# German main sheet question



## NewportNewbie (Jul 30, 2011)

Thinking of converting my main sheet to the German system. I mostly singlehanded and the boat is a 30 ft boat. Most info I have found on this system is its great for big boats and big wind where lots of pressure is put on the main sheet. So is usually routed to winches on both sides of the cockpit so trimming can be done from either side. I have a 6:1 system on my main sheet currently and it works great. Can I keep that same 6:1 ratio and use the German system without the winches? I've got the winches there but on a smaller boat and lighter winds I think having to winch the sheet would slow it down a lot. My main purpose for doing this is to remove the main sheet from over the companionway. This would allow me to have it on both sides of the cockpit for easy sheeting whichever side I was on. Thx.


----------



## Stumble (Feb 2, 2012)

You certainly can run a German system back to either side of the cabin top, but unless you are racing I wouldn't worry about it. A Santana 30 isn't so large a boat that moving to one side of the cabin top is really a big deal. Plus it allows you to buy less hardware to use elsewhere.

Take a look at Harken Mainsheet Systems the 5:1 with cabin top winch system. Unless you really need to be able to double end the line, in which case the German system is better. Though I happen to think you either need purchase or a winch never both.

On the J-130 where we have dedicated winches for the main sheet, we run the 2:1 with dedicated system. If I was going to bring the sheet to a winch anyway I would rerun the German system with just this, since less purchase in the blocks means 1) shorter line, 2) fewer blocks, 3) less expensive, 4) less extra line in the cockpit, 5) no loss of power since it is on a winch anyway.


----------



## PCP (Dec 1, 2004)

German main sheet has only interest in boats bigger than 36ft. If you have a direct system stay with it. German sheet is used on bigger boats because the relation needed for bigger sails makes a direct system slow to operate.

Regards

Paulo


----------



## overbored (Oct 8, 2010)

on a 30' boat that you single hand you do not want a mainsheet with a winch. even with self tailing you will still have to use both hands on the winch handle at times. the traveler you have is not in the best spot for sailing, but still easier to handle then a winch while you are trying to steer and handle the main.


----------



## overbored (Oct 8, 2010)

mount a flip flop with a cleat on the bottom of the boom near the tiller and run the main sheet from the existing blocks up to the boom and back to the flip flop


----------



## knuterikt (Aug 7, 2006)

NewportNewbie:

There is a lot of people on this forum that will offer you good advice, You are making it harder to help you by starting several threads on nearly the same topic..

If you post some more pictures of your current setup and what you are after it would help us help you.

One useful resource is Harken Mainsheet Systems
You could also download the catalog from Lewmar Welcome to Lewmar leading sailboat and powerboat hardware Equipment supplier
There are some stuff to look at there.

I have newer used the flipflop system that overbored wrote about, it's one solution to consider.

Another option is this 4:1 Swivel Base at Harken Mainsheet Systems








Can of course be 6:1 also

For a double ended system (German variation) it will be difficult to get more than 4:1 (that's what I have on mine - it's 40 footer with winches)

=== EXERCISE GOAL ===
Write the next part of the forum thread on rigging a German mainsheet, picking up after its final post. The records that follow are drawn from an unrelated source.

=== RECORD EXCERPTS ===

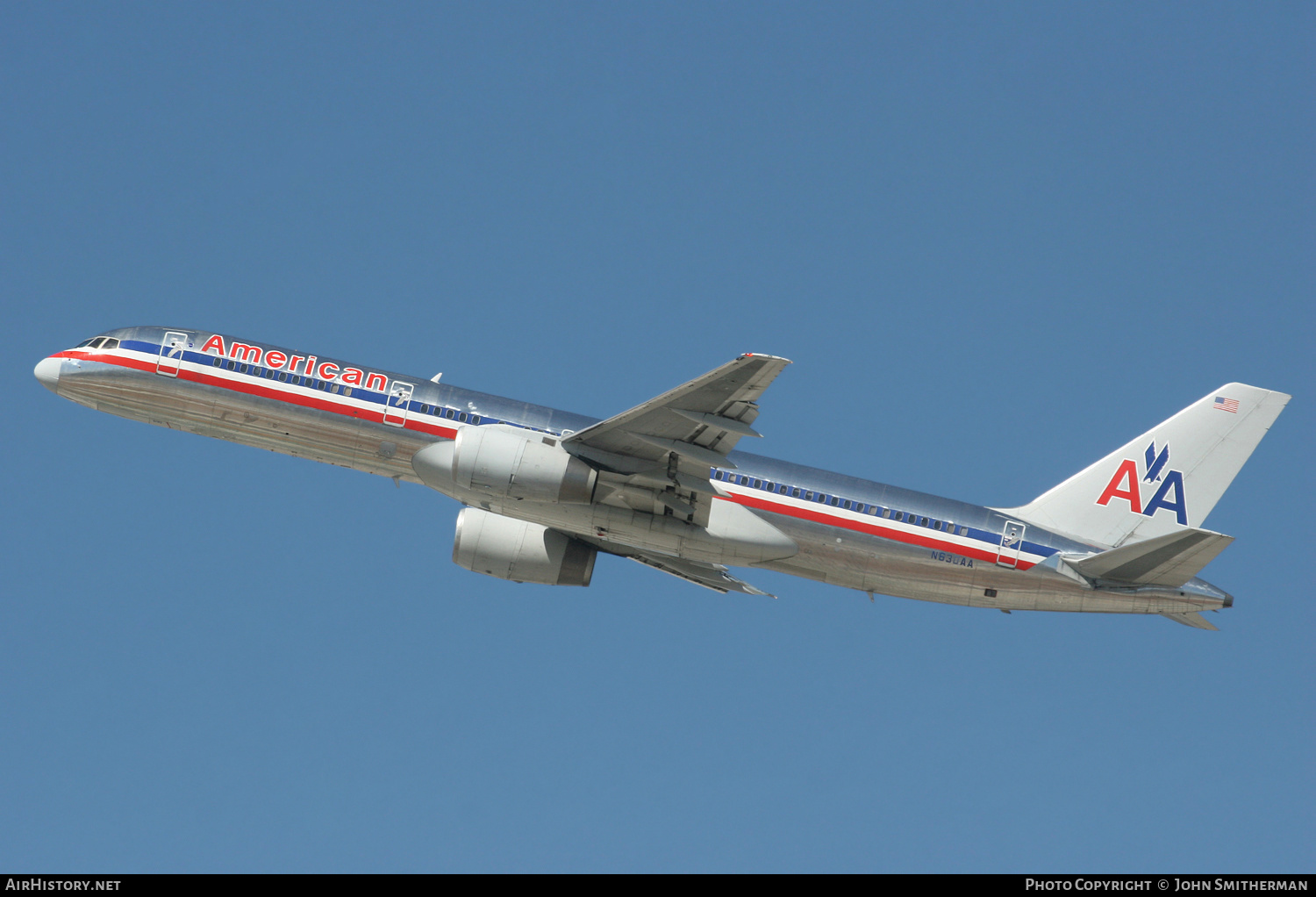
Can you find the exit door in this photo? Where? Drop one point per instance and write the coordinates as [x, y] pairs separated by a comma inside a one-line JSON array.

---

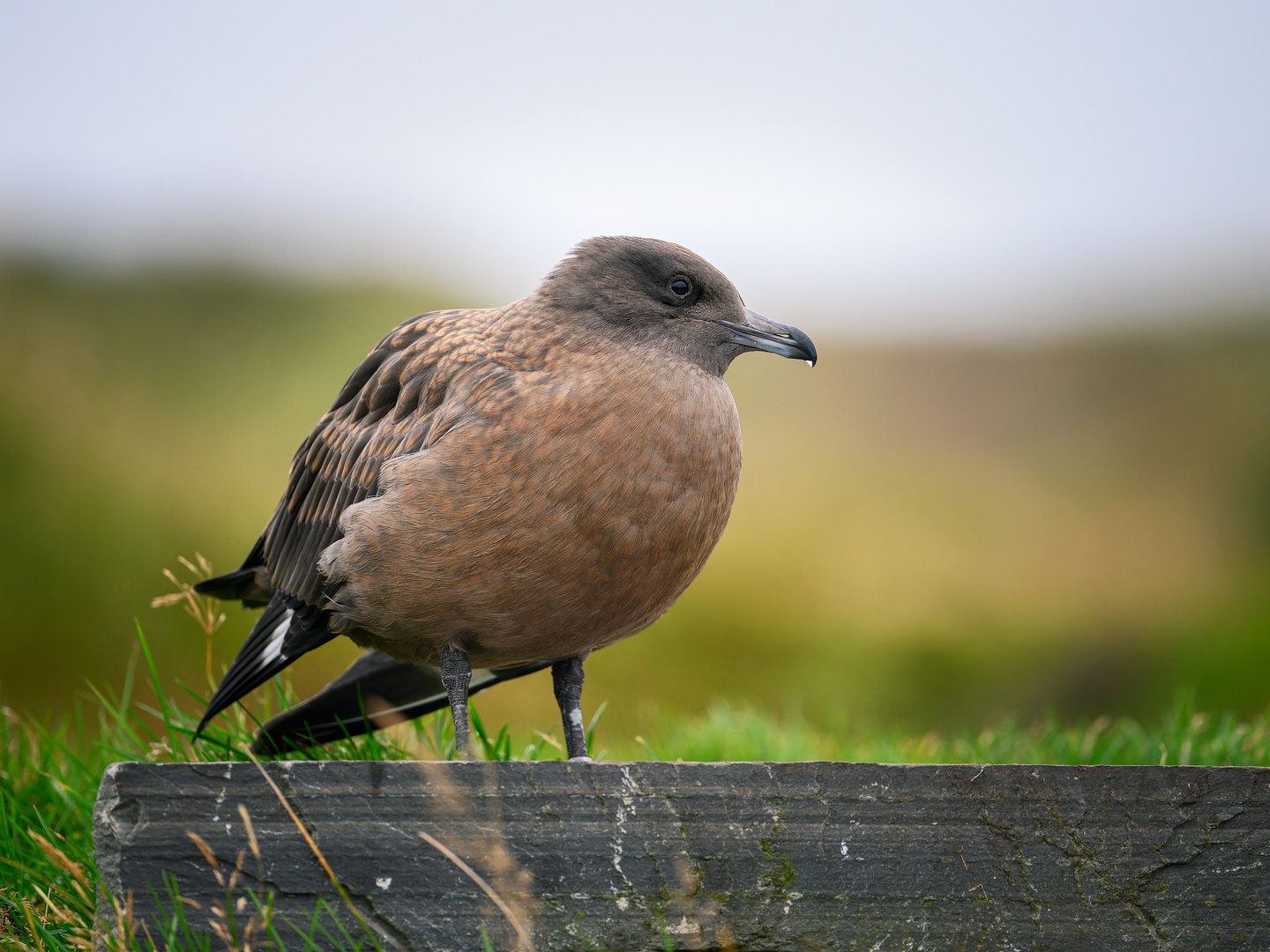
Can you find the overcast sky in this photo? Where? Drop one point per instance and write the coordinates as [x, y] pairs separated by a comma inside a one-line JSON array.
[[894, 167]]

=== EXERCISE RESPONSE ===
----------



## Faster (Sep 13, 2005)

Our son adapted the 'german' setup on his Catalina 36 to get the mainsheet to the cockpit since he often handles the boat on his own. The original setup is the typical 4:1 on the cabintop, run forward, down, and aft to a cabin top winch. Now he's 'double ended' with the sheet ends running down either side of the cabin to a stopper/clutches and then to a winches in the cockpit.

The speed issue was not addressed, other than quick access, as he was going to a winch in any event. The combination of clutches and winches allows him to adjust the main from either side, at the wheel, and also frees at least one of the winches for other duties in between mainsheet adjustments. The clutches are mounted outside the coamings on deck so as not to interfere with sitting outboard.

I have the flip/flop on our boom on the mainsheet fine tune.. it's great if the boom is actually 'in' the cockpit and OK for the fine tune as that would be typically the case while beating. As the sole mainsheet cleat, I'd be concerned that if the sheet ever got away on you, or the tail went over the side on a run you'd have some fun getting it all back with the cleat 6 feet to leeward of the gunwale....


----------



## overbored (Oct 8, 2010)

The schock 30 -30 I use to sail on had a traveler track just ahead of the tiller that was fastened to the seats. it does require that you step over the track to move froward in the cockpit. not sure if you have room for ths setup. it will require a longer sheet and the attachment near the end of the boom. the second pic is my old Soverel 33 setup. it is now a 5/ 20 to one set up


----------



## Faster (Sep 13, 2005)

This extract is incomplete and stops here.